__Request__:
Reproduce the passage about connecting to databases with PDO in full, word for word.

__Passage__:
>> Start

Specify the database name when you reference tables within your queries (e.g. SELECT * FROM database2.tablename). This is likely to be a pain to implement.
Also please read troelskn's answer because that is a better approach if you are able to use PDO rather than the older extensions.
If you use PHP5 (And you should, given that PHP4 has been deprecated), you should use PDO, since this is slowly becoming the new standard. One (very) important benefit of PDO, is that it supports bound parameters, which makes for much more secure code.
You would connect through PDO, like this:
try {
$db = new PDO('mysql:dbname=databasename;host=127.0.0.1', 'username', 'password');
} catch (PDOException $ex) {
echo 'Connection failed: ' . $ex->getMessage();
}
(Of course replace databasename, username and password above)

>> End

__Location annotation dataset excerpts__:
>> Start

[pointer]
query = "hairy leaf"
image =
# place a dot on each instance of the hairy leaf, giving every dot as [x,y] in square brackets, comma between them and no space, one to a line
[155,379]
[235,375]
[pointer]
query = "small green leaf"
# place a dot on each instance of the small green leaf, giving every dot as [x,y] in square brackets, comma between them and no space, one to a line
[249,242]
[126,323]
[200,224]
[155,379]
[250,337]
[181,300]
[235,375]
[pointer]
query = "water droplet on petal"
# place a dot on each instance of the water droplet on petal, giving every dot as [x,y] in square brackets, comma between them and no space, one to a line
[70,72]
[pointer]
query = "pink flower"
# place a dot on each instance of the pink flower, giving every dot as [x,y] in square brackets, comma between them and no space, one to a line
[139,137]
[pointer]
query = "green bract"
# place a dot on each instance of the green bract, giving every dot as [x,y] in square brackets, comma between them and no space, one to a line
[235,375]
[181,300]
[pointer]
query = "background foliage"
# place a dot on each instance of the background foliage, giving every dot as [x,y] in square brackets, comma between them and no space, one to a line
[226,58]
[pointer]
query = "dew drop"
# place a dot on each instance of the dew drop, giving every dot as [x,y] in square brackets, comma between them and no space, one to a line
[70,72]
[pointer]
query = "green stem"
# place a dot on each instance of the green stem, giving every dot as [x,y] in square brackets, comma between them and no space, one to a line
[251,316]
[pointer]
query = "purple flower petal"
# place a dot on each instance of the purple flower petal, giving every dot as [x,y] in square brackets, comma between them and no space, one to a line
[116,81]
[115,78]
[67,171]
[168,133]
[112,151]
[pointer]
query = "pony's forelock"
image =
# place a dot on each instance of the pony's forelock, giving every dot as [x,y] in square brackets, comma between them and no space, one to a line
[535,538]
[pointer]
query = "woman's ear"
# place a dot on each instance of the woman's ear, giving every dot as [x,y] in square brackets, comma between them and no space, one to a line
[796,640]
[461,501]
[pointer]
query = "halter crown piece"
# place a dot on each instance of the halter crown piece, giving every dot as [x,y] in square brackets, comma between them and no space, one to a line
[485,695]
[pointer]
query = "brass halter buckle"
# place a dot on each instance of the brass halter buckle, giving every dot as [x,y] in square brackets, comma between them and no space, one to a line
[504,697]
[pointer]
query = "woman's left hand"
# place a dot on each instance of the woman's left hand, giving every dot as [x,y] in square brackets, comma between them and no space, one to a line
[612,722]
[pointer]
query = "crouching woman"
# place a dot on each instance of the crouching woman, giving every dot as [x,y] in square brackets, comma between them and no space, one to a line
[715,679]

>> End

__The answer__:
Specify the database name when you reference tables within your queries (e.g. SELECT * FROM database2.tablename). This is likely to be a pain to implement.
Also please read troelskn's answer because that is a better approach if you are able to use PDO rather than the older extensions.
If you use PHP5 (And you should, given that PHP4 has been deprecated), you should use PDO, since this is slowly becoming the new standard. One (very) important benefit of PDO, is that it supports bound parameters, which makes for much more secure code.
You would connect through PDO, like this:
try {
$db = new PDO('mysql:dbname=databasename;host=127.0.0.1', 'username', 'password');
} catch (PDOException $ex) {
echo 'Connection failed: ' . $ex->getMessage();
}
(Of course replace databasename, username and password above)